RECORDS FOR THIS TASK =>
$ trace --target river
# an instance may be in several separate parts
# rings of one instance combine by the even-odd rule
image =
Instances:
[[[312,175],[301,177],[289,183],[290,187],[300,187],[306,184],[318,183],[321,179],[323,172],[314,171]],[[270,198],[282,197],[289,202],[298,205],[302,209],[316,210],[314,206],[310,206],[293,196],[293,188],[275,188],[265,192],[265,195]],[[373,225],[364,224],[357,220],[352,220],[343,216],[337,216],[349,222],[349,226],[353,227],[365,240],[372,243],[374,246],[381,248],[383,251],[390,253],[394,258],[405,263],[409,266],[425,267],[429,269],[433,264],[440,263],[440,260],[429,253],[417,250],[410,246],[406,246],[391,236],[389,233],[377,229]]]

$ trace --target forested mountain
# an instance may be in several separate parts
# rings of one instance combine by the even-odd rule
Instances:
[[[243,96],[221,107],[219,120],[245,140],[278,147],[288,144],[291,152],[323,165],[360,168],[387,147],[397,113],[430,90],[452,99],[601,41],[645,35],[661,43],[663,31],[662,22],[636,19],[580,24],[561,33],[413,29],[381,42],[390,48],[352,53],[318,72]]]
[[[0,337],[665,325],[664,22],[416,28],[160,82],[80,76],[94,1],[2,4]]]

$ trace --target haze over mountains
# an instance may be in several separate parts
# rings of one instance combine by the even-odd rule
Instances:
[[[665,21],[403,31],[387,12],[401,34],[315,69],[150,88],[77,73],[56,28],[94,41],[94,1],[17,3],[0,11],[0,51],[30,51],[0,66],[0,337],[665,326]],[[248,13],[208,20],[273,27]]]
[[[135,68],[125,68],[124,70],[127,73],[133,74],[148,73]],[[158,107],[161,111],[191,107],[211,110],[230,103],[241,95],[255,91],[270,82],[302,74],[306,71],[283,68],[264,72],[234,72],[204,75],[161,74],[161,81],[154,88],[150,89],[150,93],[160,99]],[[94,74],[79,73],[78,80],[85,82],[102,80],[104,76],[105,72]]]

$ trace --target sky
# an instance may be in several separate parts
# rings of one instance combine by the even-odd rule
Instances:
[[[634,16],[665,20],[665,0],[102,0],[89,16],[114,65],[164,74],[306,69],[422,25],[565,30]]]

WHAT THE TASK REQUIRES => From the line holding "--target forested mountain" to the last line of the records, quote each line exactly and add nothing.

SOLUTION =>
$ trace --target forested mountain
# an instance may be in several separate parts
# rings of one instance combine by the even-odd rule
Instances:
[[[243,96],[221,107],[219,120],[245,140],[278,147],[288,144],[291,152],[323,165],[360,168],[387,147],[397,113],[430,90],[452,99],[601,41],[645,35],[661,43],[663,31],[662,22],[636,19],[580,24],[561,33],[413,29],[381,42],[390,48],[352,53],[318,72]]]
[[[0,337],[665,325],[664,22],[416,28],[160,82],[80,76],[94,1],[2,4]]]

$ trace --target haze over mountains
# an instance may be in several separate parts
# rings of one instance combine by the even-odd rule
Instances:
[[[665,21],[403,31],[387,12],[401,34],[315,69],[150,88],[77,73],[56,28],[94,41],[94,1],[17,3],[0,11],[0,51],[30,51],[0,66],[0,337],[665,326]],[[248,13],[208,20],[273,27]]]
[[[135,68],[125,68],[124,70],[127,73],[133,74],[148,73]],[[158,107],[161,111],[191,107],[211,110],[230,103],[241,95],[255,91],[270,82],[302,74],[306,71],[283,68],[264,72],[234,72],[204,75],[161,74],[161,81],[154,88],[150,89],[150,93],[160,99]],[[94,74],[79,73],[78,80],[85,82],[102,80],[104,76],[105,72]]]

$ trace --target sky
# an instance may be in several separate parts
# rings of one instance combine by the even-odd rule
Instances:
[[[634,16],[665,20],[665,0],[102,0],[89,16],[114,65],[164,74],[306,69],[422,25],[565,30]]]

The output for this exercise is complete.